[[ Task input open ]]

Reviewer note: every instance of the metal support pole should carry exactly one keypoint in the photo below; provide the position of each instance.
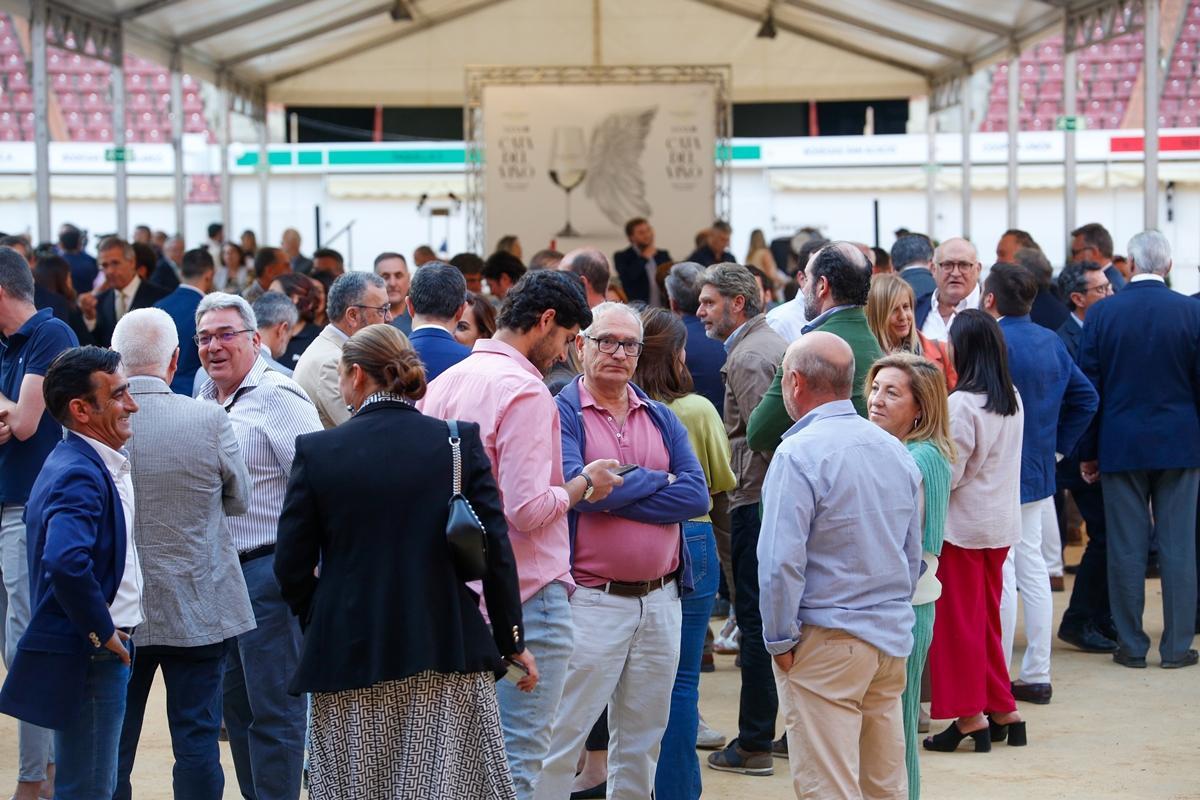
(965, 107)
(264, 166)
(931, 170)
(41, 120)
(1014, 113)
(177, 138)
(1151, 70)
(1069, 106)
(119, 121)
(226, 190)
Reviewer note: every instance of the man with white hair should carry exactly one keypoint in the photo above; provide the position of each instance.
(193, 594)
(355, 300)
(1141, 352)
(268, 411)
(629, 560)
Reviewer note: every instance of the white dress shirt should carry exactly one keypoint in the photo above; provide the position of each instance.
(936, 328)
(126, 606)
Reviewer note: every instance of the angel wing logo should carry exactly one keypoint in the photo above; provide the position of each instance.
(611, 164)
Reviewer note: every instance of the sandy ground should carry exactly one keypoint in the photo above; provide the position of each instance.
(1110, 732)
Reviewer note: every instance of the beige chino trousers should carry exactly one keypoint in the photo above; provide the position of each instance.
(845, 726)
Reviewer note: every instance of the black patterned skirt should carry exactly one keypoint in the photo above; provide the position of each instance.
(429, 737)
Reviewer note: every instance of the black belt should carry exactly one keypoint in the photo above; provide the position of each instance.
(637, 589)
(256, 553)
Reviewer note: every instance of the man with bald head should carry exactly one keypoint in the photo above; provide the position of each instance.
(838, 560)
(957, 272)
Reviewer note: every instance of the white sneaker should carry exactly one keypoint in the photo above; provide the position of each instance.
(707, 738)
(727, 641)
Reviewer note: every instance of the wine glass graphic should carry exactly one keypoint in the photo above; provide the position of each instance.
(568, 166)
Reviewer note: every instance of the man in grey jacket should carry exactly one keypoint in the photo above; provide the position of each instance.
(187, 475)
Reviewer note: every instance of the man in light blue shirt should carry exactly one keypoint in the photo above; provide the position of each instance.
(839, 555)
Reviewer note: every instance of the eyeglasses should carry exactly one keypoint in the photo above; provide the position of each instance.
(385, 311)
(955, 266)
(609, 346)
(226, 337)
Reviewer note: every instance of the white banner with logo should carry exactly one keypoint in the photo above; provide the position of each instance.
(569, 164)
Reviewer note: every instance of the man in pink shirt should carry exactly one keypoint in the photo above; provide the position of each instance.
(499, 386)
(629, 561)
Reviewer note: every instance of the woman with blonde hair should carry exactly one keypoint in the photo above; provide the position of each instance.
(891, 317)
(906, 397)
(394, 639)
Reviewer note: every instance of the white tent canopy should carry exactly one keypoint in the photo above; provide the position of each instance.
(353, 52)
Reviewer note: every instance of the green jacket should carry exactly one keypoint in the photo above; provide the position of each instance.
(769, 420)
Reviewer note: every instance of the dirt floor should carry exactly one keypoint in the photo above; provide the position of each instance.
(1110, 732)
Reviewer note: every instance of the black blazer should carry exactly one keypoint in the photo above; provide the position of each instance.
(388, 603)
(631, 269)
(147, 295)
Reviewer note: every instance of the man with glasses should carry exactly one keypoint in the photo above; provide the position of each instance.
(355, 300)
(957, 271)
(1093, 242)
(1087, 621)
(629, 560)
(268, 411)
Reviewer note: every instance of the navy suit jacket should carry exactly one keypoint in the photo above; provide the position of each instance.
(1057, 400)
(631, 269)
(76, 529)
(1141, 352)
(438, 349)
(181, 305)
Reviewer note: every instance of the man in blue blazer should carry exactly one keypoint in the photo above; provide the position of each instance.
(72, 665)
(1141, 350)
(1059, 403)
(197, 272)
(436, 301)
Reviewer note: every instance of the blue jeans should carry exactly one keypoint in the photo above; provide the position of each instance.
(87, 750)
(528, 719)
(267, 725)
(678, 774)
(193, 713)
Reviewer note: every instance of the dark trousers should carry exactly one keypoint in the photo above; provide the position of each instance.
(759, 701)
(193, 711)
(1127, 499)
(1090, 596)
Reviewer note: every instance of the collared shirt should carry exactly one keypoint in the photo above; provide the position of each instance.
(268, 411)
(29, 352)
(609, 547)
(789, 318)
(819, 320)
(126, 606)
(840, 541)
(497, 388)
(936, 328)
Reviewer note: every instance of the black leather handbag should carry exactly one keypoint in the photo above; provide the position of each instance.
(465, 531)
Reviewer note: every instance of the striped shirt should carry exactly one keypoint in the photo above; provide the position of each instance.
(268, 411)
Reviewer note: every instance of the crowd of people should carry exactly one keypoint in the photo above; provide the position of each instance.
(859, 461)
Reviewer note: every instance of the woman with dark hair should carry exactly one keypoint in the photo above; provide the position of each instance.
(394, 639)
(53, 274)
(303, 292)
(966, 661)
(906, 397)
(663, 374)
(478, 322)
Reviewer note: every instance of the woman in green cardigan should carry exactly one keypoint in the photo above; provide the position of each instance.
(906, 397)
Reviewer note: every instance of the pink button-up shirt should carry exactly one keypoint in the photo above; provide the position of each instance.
(501, 390)
(609, 547)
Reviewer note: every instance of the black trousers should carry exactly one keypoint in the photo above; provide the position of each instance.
(759, 701)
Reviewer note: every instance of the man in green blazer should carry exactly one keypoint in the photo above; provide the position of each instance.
(837, 282)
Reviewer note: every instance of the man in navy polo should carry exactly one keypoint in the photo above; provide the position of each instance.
(29, 342)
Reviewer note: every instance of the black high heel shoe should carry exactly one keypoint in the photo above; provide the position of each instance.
(1014, 732)
(949, 739)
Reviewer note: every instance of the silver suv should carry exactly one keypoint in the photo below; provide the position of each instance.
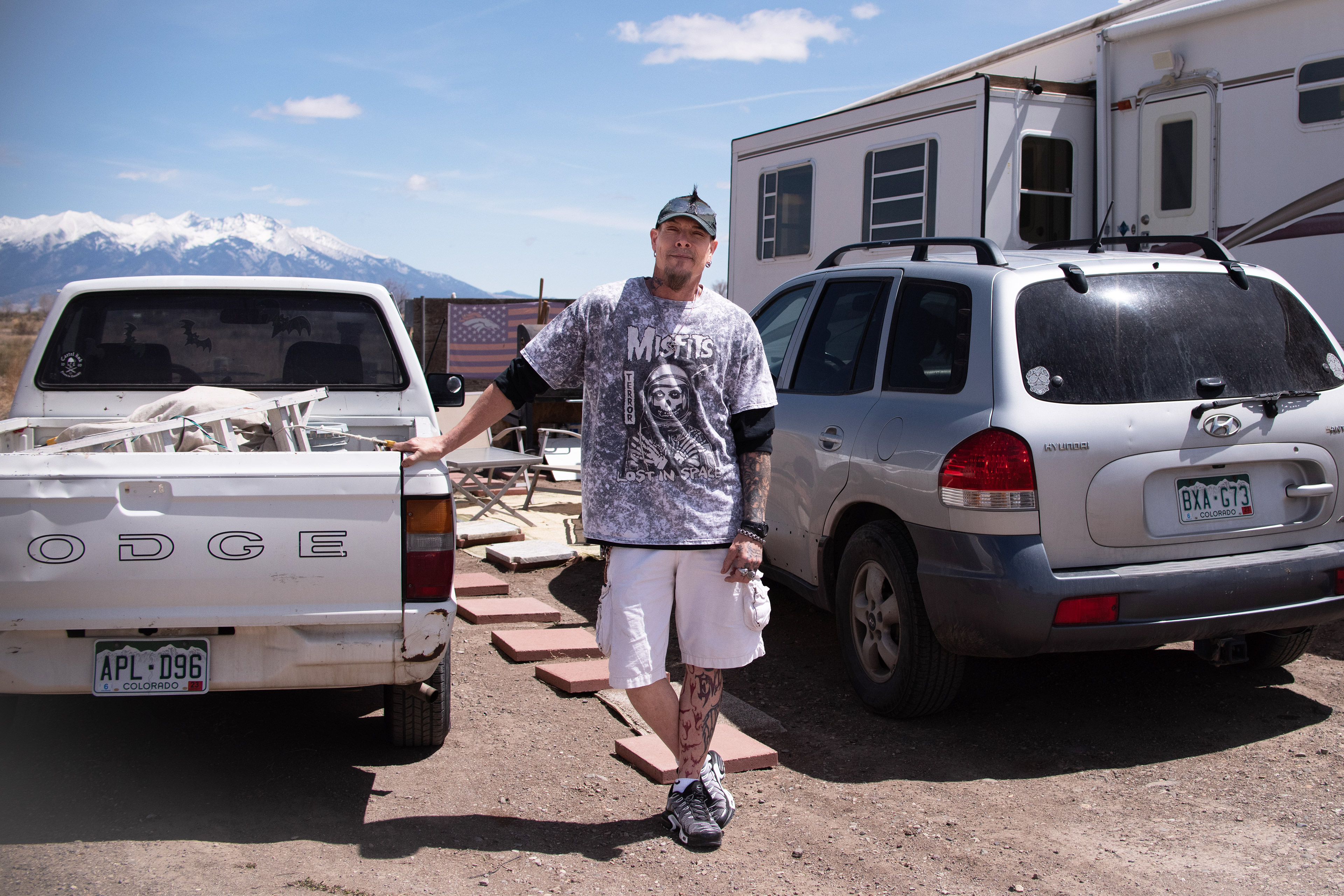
(1053, 450)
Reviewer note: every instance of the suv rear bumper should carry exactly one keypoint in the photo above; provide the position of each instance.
(995, 596)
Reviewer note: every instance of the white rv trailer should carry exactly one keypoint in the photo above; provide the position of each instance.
(1210, 119)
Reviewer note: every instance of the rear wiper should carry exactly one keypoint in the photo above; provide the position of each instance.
(1268, 399)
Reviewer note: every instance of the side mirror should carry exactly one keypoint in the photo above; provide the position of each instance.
(447, 390)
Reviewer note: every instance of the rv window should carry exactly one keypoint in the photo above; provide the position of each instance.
(899, 191)
(840, 351)
(777, 322)
(1046, 201)
(931, 338)
(1320, 92)
(1178, 179)
(784, 213)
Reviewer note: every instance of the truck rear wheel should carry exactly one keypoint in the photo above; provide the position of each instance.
(890, 652)
(1269, 649)
(414, 722)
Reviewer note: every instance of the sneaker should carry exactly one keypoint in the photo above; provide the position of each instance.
(689, 817)
(721, 801)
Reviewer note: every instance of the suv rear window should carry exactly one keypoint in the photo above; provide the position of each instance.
(1148, 338)
(248, 339)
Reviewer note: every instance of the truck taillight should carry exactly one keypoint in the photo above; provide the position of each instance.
(991, 471)
(429, 550)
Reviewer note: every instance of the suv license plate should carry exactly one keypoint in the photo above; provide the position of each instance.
(1214, 498)
(124, 667)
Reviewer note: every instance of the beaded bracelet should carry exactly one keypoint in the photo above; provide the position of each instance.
(752, 537)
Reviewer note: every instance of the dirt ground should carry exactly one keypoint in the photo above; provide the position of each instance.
(1120, 773)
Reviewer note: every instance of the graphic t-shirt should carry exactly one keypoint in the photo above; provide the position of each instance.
(660, 381)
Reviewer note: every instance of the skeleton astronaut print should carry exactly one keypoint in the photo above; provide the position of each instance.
(670, 437)
(660, 381)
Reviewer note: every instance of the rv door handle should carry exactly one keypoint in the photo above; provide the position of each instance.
(1311, 491)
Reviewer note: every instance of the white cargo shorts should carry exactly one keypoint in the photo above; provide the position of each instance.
(642, 589)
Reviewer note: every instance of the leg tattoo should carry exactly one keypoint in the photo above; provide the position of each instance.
(699, 714)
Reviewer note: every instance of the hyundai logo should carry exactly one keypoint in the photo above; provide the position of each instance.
(1221, 425)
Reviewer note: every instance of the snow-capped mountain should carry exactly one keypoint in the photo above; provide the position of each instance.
(45, 253)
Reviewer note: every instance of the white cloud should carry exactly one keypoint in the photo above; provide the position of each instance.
(592, 218)
(152, 176)
(766, 34)
(312, 108)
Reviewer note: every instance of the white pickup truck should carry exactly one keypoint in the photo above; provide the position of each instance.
(128, 567)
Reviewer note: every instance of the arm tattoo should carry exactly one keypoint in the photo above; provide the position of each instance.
(756, 484)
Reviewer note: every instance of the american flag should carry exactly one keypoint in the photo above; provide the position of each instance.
(484, 338)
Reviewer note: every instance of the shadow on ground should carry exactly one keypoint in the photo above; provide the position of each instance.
(1029, 718)
(240, 768)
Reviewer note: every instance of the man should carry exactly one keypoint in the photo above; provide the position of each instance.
(678, 415)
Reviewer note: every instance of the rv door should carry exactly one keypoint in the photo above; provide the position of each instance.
(1176, 162)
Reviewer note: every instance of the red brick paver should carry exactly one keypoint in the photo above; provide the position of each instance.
(576, 678)
(526, 645)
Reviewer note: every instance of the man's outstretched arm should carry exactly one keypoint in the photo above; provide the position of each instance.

[[ Task input closed ]]

▶ What this task involves:
Beginning at the line containing "Reviewer note: every instance of the red", repeat each line exactly through the last line of the entries, and include no other lines.

▶ Task solution:
Reviewer note: every instance of the red brick paver should carry exactly one keypoint in the photo above; provide the position of each instance.
(576, 678)
(526, 645)
Reviewer note: every instance of the man's outstretched arm should carry exactly one keypoint in the photo above; provide the position of each instance.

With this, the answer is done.